| What to produce |
Return, copied in full, each row below that contains the word "chair".

** Begin **

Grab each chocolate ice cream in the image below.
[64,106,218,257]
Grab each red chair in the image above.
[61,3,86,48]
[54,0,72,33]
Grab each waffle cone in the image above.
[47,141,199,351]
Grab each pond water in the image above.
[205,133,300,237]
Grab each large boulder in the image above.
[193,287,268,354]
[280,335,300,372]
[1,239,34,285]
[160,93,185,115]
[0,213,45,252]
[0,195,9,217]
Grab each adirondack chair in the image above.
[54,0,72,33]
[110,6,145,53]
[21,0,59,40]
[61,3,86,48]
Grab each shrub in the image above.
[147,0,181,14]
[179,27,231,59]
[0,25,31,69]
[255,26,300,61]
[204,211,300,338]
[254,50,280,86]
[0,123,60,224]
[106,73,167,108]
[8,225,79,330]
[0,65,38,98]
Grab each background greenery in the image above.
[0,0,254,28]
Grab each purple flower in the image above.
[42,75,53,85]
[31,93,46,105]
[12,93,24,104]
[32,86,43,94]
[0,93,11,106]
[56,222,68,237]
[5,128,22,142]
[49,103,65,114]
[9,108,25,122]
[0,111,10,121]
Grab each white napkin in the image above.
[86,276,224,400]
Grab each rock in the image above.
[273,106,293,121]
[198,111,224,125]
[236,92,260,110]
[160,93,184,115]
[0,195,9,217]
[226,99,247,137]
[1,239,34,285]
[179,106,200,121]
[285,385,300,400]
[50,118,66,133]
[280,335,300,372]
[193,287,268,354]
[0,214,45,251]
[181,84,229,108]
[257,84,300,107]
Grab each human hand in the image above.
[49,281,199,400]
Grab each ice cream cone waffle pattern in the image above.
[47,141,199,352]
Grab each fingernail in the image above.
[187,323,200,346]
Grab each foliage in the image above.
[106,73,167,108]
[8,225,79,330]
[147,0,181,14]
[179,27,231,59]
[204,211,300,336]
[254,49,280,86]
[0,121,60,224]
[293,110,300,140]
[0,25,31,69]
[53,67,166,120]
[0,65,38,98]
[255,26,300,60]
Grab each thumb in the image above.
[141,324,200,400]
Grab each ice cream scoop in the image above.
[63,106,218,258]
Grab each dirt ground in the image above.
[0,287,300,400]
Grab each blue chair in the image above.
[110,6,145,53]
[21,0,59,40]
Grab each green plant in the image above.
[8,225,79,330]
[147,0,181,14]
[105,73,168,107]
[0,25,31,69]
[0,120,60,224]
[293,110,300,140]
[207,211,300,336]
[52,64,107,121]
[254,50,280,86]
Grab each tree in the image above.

** End **

| Response to this exercise |
Grab each red chair in the image above.
Grab each adirondack chair in the image above.
Grab each blue chair in the image above.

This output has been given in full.